Goal ▸ Express the data below as a Markdown table with two columns, Row and Line. Include only the lines from the one containing "In this exercise you will locate the sun reflection" through the end of the data, number each line, and skip any blank lines.

(Lines of data)
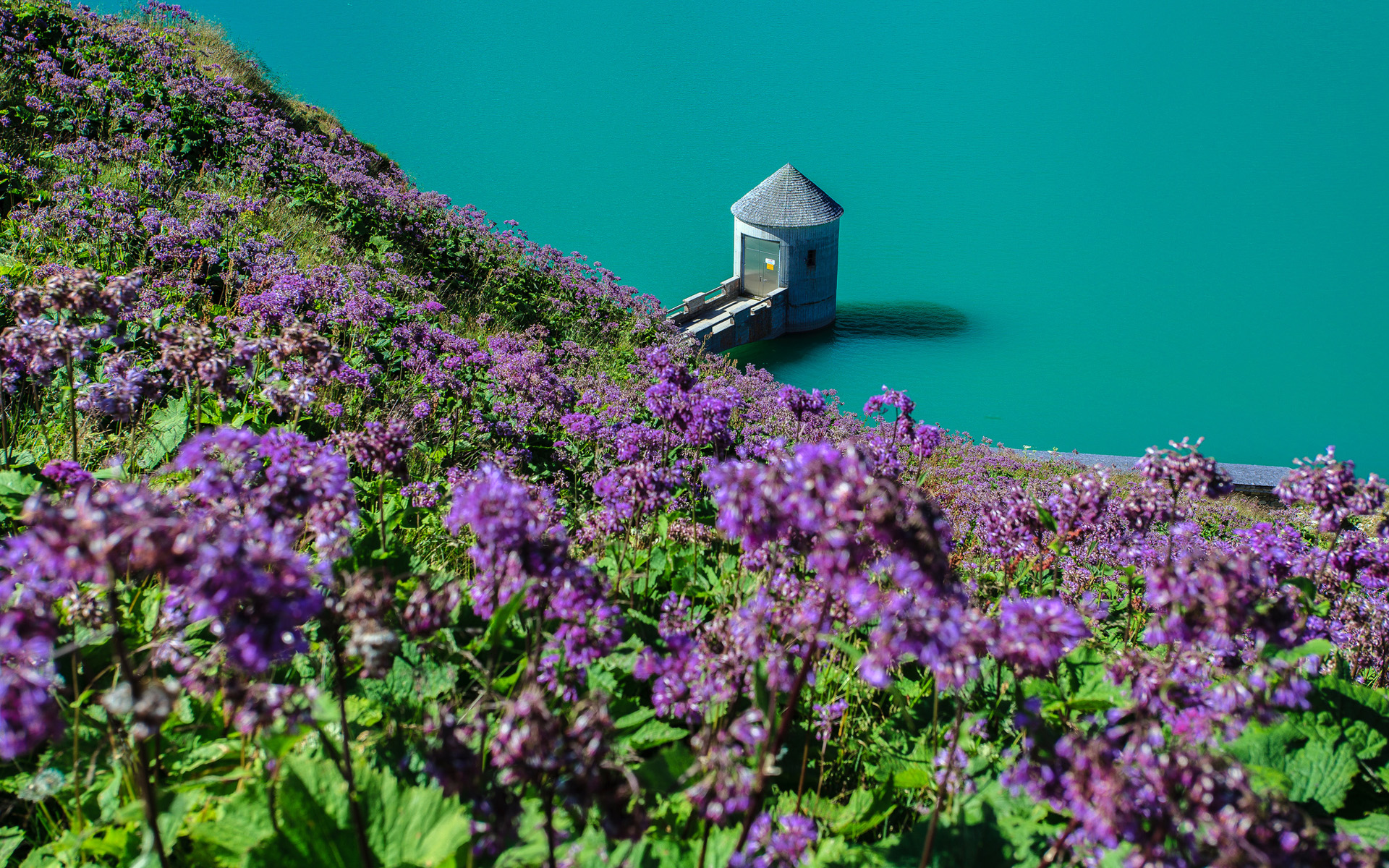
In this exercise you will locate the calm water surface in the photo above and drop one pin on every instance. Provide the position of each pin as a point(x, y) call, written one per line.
point(1076, 226)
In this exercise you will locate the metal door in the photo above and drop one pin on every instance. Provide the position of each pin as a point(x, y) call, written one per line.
point(762, 265)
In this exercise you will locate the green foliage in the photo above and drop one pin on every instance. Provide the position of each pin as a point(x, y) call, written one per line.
point(1331, 757)
point(309, 822)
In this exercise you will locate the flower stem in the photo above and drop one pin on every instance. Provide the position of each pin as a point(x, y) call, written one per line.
point(807, 661)
point(142, 752)
point(353, 796)
point(72, 407)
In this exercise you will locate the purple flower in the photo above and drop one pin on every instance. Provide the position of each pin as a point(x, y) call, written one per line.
point(67, 474)
point(1333, 490)
point(28, 712)
point(421, 495)
point(1035, 632)
point(1010, 527)
point(1168, 477)
point(281, 475)
point(521, 549)
point(783, 843)
point(253, 588)
point(381, 448)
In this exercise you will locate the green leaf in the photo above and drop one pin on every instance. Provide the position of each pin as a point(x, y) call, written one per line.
point(663, 773)
point(628, 721)
point(169, 425)
point(913, 778)
point(863, 813)
point(14, 489)
point(10, 841)
point(501, 621)
point(1322, 773)
point(653, 733)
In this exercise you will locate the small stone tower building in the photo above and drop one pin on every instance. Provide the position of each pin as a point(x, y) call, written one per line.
point(786, 234)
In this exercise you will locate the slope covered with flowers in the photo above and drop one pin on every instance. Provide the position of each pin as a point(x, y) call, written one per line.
point(345, 527)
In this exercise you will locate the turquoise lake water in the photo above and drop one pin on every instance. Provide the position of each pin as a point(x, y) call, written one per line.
point(1067, 224)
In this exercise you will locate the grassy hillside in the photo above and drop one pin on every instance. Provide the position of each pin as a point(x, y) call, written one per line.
point(345, 527)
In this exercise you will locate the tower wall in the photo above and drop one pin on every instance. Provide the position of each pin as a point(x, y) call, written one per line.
point(810, 292)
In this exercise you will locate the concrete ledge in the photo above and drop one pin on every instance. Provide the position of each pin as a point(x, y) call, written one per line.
point(1252, 478)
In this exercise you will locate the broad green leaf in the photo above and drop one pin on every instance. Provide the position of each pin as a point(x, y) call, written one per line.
point(664, 771)
point(913, 778)
point(169, 425)
point(501, 621)
point(14, 489)
point(1322, 773)
point(10, 841)
point(638, 717)
point(1267, 746)
point(415, 827)
point(653, 733)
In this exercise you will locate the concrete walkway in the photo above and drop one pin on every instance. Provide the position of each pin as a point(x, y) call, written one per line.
point(1253, 478)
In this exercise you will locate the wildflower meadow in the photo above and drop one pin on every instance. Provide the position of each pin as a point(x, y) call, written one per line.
point(347, 527)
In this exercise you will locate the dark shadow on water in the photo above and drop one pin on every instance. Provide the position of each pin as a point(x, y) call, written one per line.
point(859, 323)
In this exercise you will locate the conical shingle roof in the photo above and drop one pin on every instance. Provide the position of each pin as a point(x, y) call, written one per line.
point(786, 199)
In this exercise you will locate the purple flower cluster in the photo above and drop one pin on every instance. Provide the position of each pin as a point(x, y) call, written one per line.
point(521, 549)
point(1333, 490)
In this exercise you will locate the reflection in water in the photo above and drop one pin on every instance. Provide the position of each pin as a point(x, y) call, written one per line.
point(853, 323)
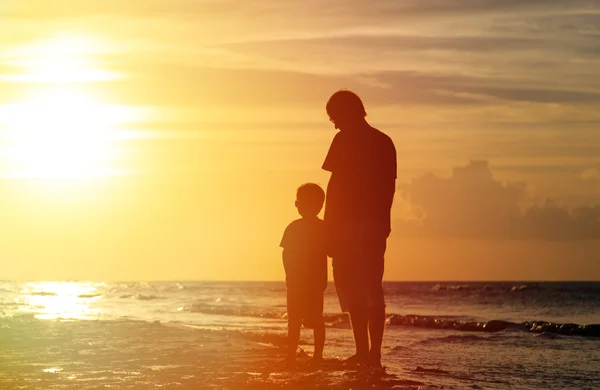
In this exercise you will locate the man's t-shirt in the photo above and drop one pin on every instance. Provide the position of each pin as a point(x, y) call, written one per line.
point(363, 175)
point(305, 257)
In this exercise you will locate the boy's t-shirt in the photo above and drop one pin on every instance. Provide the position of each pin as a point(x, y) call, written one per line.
point(305, 257)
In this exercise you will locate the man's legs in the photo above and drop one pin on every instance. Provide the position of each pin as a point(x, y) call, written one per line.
point(376, 300)
point(319, 336)
point(359, 317)
point(376, 327)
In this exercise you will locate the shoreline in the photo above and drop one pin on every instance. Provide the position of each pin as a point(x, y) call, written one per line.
point(42, 354)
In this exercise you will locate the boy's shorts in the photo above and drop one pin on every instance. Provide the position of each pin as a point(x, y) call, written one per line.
point(305, 306)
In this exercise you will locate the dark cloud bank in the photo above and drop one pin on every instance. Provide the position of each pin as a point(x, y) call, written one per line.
point(471, 203)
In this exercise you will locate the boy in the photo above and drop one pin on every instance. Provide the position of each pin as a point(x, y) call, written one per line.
point(305, 263)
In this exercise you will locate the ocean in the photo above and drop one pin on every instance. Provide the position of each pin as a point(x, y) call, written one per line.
point(525, 335)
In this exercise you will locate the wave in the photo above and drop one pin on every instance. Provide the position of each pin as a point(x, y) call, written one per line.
point(44, 294)
point(478, 287)
point(89, 295)
point(341, 320)
point(141, 297)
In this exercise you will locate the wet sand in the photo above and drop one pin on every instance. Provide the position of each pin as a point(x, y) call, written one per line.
point(37, 354)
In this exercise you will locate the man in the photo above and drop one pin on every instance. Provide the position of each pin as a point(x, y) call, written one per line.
point(362, 162)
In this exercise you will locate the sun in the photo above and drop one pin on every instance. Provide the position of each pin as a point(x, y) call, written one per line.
point(60, 131)
point(61, 134)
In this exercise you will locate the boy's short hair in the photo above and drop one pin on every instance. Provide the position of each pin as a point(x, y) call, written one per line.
point(311, 195)
point(345, 103)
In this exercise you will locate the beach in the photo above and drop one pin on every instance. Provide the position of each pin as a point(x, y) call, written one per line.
point(232, 335)
point(39, 354)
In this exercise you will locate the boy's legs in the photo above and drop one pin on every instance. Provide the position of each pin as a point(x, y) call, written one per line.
point(319, 335)
point(293, 338)
point(359, 317)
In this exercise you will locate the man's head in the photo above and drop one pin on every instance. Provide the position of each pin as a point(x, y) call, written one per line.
point(345, 110)
point(309, 199)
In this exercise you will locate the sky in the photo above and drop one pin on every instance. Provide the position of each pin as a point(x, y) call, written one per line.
point(165, 140)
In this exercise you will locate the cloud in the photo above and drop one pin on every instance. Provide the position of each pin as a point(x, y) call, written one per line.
point(471, 203)
point(591, 174)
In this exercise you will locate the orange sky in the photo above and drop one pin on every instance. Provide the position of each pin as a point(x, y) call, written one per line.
point(148, 141)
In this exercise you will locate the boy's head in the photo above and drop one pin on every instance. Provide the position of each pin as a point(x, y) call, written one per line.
point(309, 199)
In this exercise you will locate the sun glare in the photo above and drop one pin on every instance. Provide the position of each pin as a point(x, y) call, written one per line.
point(62, 59)
point(61, 132)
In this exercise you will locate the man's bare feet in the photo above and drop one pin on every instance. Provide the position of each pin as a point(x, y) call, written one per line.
point(356, 360)
point(289, 363)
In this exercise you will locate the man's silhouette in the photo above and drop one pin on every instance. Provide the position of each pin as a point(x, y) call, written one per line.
point(362, 162)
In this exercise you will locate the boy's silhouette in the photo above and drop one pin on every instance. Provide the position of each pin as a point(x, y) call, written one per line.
point(305, 263)
point(362, 162)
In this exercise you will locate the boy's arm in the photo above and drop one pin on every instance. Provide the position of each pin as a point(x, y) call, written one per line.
point(286, 261)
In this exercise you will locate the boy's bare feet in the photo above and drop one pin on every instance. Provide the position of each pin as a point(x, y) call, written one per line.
point(375, 361)
point(289, 363)
point(315, 361)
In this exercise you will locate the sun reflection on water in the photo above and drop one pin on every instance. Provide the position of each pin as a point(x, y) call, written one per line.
point(61, 300)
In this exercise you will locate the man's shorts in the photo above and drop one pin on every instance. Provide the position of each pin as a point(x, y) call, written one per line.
point(358, 271)
point(305, 306)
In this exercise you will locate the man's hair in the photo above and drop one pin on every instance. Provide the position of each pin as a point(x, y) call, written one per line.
point(345, 103)
point(311, 195)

Reply ▸
| Row | Line |
|---|---|
| 1 | In this exercise you will locate the sun reflection on water in the photo above and drop one pin on every instance. Provide the position of each pin as a point(x, y) call, written one per line. |
| 2 | point(61, 300) |
| 3 | In this exercise you will locate the man's shorts in the photo above and drop one pin on every instance. Provide the position of each pin as a point(x, y) call, written one per line. |
| 4 | point(358, 271) |
| 5 | point(305, 306) |
| 6 | In this exercise you will locate the man's hair in the photo above and drop one pin on every instance. Provide the position of each pin as a point(x, y) call, written one per line. |
| 7 | point(345, 103) |
| 8 | point(311, 195) |